> Data listing

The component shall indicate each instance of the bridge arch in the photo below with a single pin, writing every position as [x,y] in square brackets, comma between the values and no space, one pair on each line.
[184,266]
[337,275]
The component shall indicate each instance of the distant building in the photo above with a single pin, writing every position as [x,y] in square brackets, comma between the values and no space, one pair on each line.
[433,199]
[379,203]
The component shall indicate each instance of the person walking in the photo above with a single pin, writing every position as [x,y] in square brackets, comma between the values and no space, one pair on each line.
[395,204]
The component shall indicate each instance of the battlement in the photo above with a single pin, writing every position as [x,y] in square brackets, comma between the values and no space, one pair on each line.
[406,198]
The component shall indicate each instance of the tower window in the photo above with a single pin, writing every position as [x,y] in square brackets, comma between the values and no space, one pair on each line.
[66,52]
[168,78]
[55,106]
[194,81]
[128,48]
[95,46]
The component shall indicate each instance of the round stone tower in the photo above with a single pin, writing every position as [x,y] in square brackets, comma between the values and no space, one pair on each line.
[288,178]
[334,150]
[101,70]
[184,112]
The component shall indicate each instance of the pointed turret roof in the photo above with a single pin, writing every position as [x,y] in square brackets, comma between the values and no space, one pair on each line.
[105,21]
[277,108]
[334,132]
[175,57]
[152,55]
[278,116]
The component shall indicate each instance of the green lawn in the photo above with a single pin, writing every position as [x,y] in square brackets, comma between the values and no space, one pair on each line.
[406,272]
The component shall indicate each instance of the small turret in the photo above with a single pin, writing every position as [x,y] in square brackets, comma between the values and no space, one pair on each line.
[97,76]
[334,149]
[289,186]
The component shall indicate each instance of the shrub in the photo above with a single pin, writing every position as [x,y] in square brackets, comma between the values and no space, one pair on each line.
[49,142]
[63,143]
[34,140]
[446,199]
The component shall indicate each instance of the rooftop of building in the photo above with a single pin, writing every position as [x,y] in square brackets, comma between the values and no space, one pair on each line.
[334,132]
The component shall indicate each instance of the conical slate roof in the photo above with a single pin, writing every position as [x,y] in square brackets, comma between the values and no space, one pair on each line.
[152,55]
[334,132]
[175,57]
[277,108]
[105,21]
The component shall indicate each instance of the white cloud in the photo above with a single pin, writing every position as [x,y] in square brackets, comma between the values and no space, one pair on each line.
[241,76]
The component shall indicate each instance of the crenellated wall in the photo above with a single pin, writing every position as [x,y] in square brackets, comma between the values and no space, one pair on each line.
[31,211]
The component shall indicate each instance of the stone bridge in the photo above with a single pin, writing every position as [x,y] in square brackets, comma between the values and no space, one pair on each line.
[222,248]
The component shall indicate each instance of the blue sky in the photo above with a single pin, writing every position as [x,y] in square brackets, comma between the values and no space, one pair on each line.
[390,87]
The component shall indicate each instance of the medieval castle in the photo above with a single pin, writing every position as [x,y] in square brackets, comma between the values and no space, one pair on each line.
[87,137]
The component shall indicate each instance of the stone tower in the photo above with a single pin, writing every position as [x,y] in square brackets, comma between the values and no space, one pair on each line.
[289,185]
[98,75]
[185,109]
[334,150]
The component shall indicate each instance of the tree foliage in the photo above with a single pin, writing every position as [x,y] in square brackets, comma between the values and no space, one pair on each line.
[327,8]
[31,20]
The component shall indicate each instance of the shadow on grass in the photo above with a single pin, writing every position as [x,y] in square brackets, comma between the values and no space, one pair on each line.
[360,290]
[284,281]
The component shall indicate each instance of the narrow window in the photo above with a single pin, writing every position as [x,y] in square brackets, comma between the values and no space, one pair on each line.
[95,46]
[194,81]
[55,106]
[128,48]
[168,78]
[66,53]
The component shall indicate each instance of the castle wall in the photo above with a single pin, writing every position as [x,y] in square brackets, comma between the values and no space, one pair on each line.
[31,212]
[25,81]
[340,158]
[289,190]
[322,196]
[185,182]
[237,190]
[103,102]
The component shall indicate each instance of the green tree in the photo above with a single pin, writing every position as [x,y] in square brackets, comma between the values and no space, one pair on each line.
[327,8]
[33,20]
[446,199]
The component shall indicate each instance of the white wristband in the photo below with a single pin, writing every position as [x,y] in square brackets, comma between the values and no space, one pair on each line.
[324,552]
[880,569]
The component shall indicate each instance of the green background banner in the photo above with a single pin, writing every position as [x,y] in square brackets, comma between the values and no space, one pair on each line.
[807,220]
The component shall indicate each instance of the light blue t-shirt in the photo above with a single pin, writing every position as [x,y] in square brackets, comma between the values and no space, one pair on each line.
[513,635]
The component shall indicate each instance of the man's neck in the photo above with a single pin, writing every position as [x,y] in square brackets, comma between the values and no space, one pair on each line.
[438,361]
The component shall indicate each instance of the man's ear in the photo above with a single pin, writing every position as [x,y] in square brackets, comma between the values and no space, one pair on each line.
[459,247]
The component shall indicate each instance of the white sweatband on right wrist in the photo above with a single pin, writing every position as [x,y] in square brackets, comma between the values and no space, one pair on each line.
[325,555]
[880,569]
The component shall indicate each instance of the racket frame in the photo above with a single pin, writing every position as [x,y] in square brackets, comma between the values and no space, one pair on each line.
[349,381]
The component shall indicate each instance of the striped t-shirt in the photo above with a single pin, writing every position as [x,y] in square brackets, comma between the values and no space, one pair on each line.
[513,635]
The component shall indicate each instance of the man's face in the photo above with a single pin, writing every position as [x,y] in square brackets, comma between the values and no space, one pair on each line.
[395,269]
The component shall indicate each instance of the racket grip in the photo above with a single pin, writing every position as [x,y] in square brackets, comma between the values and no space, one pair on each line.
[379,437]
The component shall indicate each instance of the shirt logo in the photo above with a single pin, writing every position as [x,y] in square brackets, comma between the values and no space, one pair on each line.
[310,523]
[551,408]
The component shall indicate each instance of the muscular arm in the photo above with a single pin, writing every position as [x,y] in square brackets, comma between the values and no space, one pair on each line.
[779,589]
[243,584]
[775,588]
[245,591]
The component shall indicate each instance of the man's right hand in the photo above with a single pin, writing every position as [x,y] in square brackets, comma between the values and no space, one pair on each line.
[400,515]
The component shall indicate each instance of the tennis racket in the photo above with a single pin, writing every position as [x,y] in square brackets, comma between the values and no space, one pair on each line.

> What you will do
Set down the data exactly.

> Answer
The component shall indicate each instance of the bridge arch in the photo below with a single pin, writing every position as [x,y] in square brackets, comma between the values and no space, one pair on each line.
[184,266]
[337,275]
The component shall indicate each instance of the distant building in the photo above with a single pin, writing every position as [x,y] in square brackets, comma between the values and no space, one pair on each line.
[433,199]
[379,203]
The component shall indicate each instance of the person walking in the photo above with a single pin, writing every position as [x,y] in square brackets, comma between the values and no space, one pair on each line.
[395,204]
The component shall indicate each instance of the battlement in the photo above with a single pin, writing every position as [x,y] in square brackets, comma between the values and no space, one pair on each line.
[406,198]
The component shall indicate each instance of the tower window in the photo above with a single pin, writing every position as [x,y] in square brackets, comma between the values and no space, one pair on each line.
[66,52]
[168,78]
[55,106]
[194,81]
[128,48]
[95,46]
The component shall indicate each instance of the round stone tower in the photo above with a single pin, writing every position as [x,y] in square brackets, comma between the values and no space, one pair on each line.
[288,178]
[334,150]
[101,70]
[184,112]
The component shall indicate each instance of the pointed turret roof in the photo above with a single pin, writing every position as [x,y] in square brackets, comma between the values and no space, one pair on each line.
[105,21]
[277,108]
[334,132]
[175,57]
[152,55]
[278,116]
The component shall indicate each instance of the green lawn in the photo above with a single pin, writing every position as [x,y] in square brackets, comma between the values and no space, one pair on each line.
[406,272]
The component shall indicate each instance of the small turret in the photo above with a single pin, writing every position as [x,y] in square brackets, comma between the values and no space, one pair on each line.
[97,76]
[334,149]
[289,186]
The component shall indicate each instance of the shrub in the photo above with a single pin, writing every position as [x,y] in square brackets, comma between the values and no space, one pair on each line.
[49,142]
[63,143]
[34,140]
[446,199]
The component shall indicate each instance of the rooftop of building in the photo above with a single pin, writing every position as [x,y] in square brackets, comma between the values and no space, one pair on each line.
[334,132]
The component shall indicate each instance of the conical slate roof in the photo above with a single pin, writing every position as [x,y] in square brackets, comma between the values and no space, one pair on each line.
[152,55]
[334,132]
[175,57]
[277,108]
[105,21]
The component shall indicate each instance of the white cloud in the photo above with a single pin, writing every position as [x,y] in square brackets, comma between the values and no space, one pair on each line.
[241,76]
The component shall indicate each instance of the crenellated wall in the photo above with a single pin, writing every position as [x,y] in square brackets, comma between the values and no space, one pair on each line.
[31,211]
The component shall indicate each instance of the stone bridge in the photo above with a single pin, writing every position as [x,y] in square brackets, comma between the values and no space, one pair on each line.
[222,248]
The component shall indicate each instance of the blue sky in the photo above with a single pin, writing every position as [x,y] in square brackets, comma between the values and no space, one pair on each line.
[390,87]
The component shall indicate each instance of the medieval castle in the photo above with a single pin, writing every position as [x,y] in square brackets, comma between the values and no space, one pair on each line.
[87,137]
The component shall indicate each instance of the stone tower in the photo above with a single pin, writing every position as [x,y] in square brackets, comma between the values and no space, one pair on each line.
[289,185]
[98,75]
[185,109]
[334,150]
The component shall indicate each instance of the tree foliage in the photo above with a single pin, writing every position as [x,y] in square brackets, comma between the values and no space, one pair on each line.
[327,8]
[31,20]
The component shall indicate each instance of the shadow on grass in the photo above with a single pin, writing every position as [x,y] in square brackets, comma between the values and no space, one pair on each line.
[360,290]
[284,281]
The component shall indicate each instance of the narrow window in the photo above with a single pin, writing every position as [x,y] in square brackets, comma between the values and no space, one pair on each line.
[95,46]
[194,81]
[55,106]
[128,48]
[168,78]
[66,53]
The component shall indicate each instance of the castle wall in the photo above with a single pin, writing every position as [x,y] in square brackets, comma between the values and no space, one pair on each line.
[31,212]
[25,81]
[340,158]
[289,190]
[322,196]
[185,182]
[237,190]
[103,102]
The component shall indicate each instance of the green tree in the photo above with a single pin, writing every position as [x,y] in square brackets, comma between the values and no space, one pair on each line.
[327,8]
[33,20]
[446,199]
The component shall indicate each instance of the white wristband in the photo below with a single pin, writing every position as [x,y] in square brackets, comma between the values and no space, one pair on each line.
[324,552]
[880,569]
The component shall indicate each instance of the green background banner in the photo above with a single pin, writing every position as [x,y] in square brackets, comma between the values and no space, one pair on each line.
[807,220]
The component shall indicate each instance of the light blue t-shirt in the photo above with a single pin, writing every position as [x,y] in square brackets, comma between the values and no space, one pair on each line.
[513,635]
The component shall indicate each instance of the man's neck in the photo above with a single pin, writing every position as [x,y] in square brackets, comma between the values and no space, one pair on each line.
[438,361]
The component shall indicate each instance of the man's ear in the photo above with a single pin, writing every position as [x,y] in square brackets, comma between the values and no space, one pair on each line.
[459,247]
The component shall indicate each instance of the white sweatband on right wrist in the photo above with a single pin, writing every position as [x,y] in square brackets, comma between the values and no space, one pair on each line.
[325,555]
[880,569]
The component shall indicate each instance of the racket frame in the photo above with a single pin, writing every position as [x,y] in square brackets, comma between the values and no space, one pair on each line.
[349,381]
The component shall indicate each instance of the striped t-shirt in the photo above with a single pin, writing every position as [x,y] in square brackets, comma between the values and no space, one pair on each line.
[513,635]
The component shall indicate each instance of the man's face in the photo above with a single pin, writing every position as [x,y] in square brackets, comma between the values and no space, one pair on each line.
[395,269]
The component shall indicate each instance of the racket grip in the photo above with a single pin, writing every position as [x,y] in square brackets, comma between the values and no space, one pair on each line.
[379,437]
The component shall indicate each instance of the shirt logo in the photo above with a single pin, writing every position as [x,y] in square brackets, comma between the values and no space, one pair on each line.
[310,523]
[551,408]
The component shall indicate each instance of the muscular arm in the photo above with a single pin, writing every position as [x,y] in square brackets, comma between the values and no space, one pair on each line.
[779,589]
[243,584]
[775,588]
[245,591]
The component shall indicate each instance of the man's right hand in the photo above with a single pin, writing every position as [x,y] in square brackets, comma between the values and no space, one pair on each line.
[400,515]
The component shall indicate each instance of the tennis racket in the photo above with a single pin, writing every position as [x,y] in square brackets, comma between the values and no space, one pair on each line.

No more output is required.